§ TASK OBJECTIVE
Word for word, give the entries back.

(Natural language region descriptions)
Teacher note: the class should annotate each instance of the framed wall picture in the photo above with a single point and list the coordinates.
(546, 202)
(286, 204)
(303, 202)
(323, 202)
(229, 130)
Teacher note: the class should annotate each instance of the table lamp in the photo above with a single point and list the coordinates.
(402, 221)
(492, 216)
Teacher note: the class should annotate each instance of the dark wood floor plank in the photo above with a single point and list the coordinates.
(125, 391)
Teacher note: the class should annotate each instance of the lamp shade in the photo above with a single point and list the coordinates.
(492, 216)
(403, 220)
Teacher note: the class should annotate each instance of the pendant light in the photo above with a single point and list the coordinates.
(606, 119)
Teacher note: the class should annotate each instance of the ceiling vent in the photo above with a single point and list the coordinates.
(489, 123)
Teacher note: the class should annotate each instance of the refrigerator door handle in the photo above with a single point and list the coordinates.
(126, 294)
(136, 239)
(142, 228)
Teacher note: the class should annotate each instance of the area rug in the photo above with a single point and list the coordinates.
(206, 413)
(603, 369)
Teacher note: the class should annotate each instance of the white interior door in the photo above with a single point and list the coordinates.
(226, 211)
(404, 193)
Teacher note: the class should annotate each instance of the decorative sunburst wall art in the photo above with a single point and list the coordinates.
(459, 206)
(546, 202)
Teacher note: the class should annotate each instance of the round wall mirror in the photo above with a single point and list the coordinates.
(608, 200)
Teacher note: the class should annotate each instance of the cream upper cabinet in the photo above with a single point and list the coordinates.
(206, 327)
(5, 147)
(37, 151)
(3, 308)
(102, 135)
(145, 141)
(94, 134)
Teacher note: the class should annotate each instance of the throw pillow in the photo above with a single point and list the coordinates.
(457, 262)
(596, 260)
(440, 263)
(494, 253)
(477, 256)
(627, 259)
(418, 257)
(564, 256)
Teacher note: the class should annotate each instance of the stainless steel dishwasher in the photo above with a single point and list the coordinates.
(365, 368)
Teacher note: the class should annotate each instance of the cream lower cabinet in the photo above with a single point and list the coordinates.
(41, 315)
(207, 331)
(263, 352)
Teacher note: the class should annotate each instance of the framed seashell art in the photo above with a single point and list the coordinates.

§ RESULT
Teacher note: the class should annotate each instance of the framed wall picture in the photo above with a single point and list the coordinates.
(546, 202)
(286, 204)
(303, 202)
(323, 202)
(229, 130)
Teacher note: the class should annotate each instance of the table lamp in the photo above with a single point and list the coordinates.
(402, 221)
(492, 216)
Teacher note: the class should annotate each instance of the dark wood floor plank in the photo above with a single point and list the coordinates.
(125, 391)
Teacher note: the class should annotate each instance of the lamp shade in the photo above with a single point and list the coordinates.
(492, 216)
(403, 220)
Teacher note: the class should annotate each instance of the pendant light in the photo above with a single point and list the coordinates.
(606, 119)
Teacher note: the class should annotate each instance of the ceiling vent in the photo above with a single point and list the coordinates.
(489, 123)
Teacher note: the class should annotate each instance of the refrigerator door handle in the photo above with a single point and list the coordinates.
(126, 294)
(136, 239)
(142, 228)
Teacher note: the class should annotate each instance of the area rug in the photo above with a single point and list the coordinates.
(206, 413)
(603, 369)
Teacher note: the class should annotate each instance of the white interior door in the photo above with a single point and list the coordinates.
(226, 211)
(404, 193)
Teacher note: the class should annotate each instance of the decorative sunburst wall art in the photo above with a single point and list the coordinates.
(459, 206)
(546, 202)
Teacher note: the class should annotate each instance of the round wall mirror in the photo above with a single point and list the coordinates.
(608, 200)
Teacher note: the class should annotate each instance of the cream upper cabinet in the photo above with a single point and list the coordinates.
(206, 327)
(5, 147)
(37, 151)
(3, 308)
(102, 135)
(145, 141)
(94, 134)
Teacher note: the class should annotate each instance of the throw pillow in the photo above with a single point and list the coordinates.
(457, 262)
(596, 260)
(440, 263)
(494, 253)
(477, 256)
(627, 259)
(418, 257)
(564, 256)
Teacher note: the class should annotate each instance of the stainless steel dishwasher in the photo above with a single point and list the coordinates.
(365, 368)
Teacher note: the class should annotate each instance of the cream lower cabinet in the photo above with a single point and list the coordinates.
(41, 315)
(207, 331)
(263, 352)
Teacher note: the class should annotate each instance of the framed seashell art in the photo above with a single point and list the coordinates.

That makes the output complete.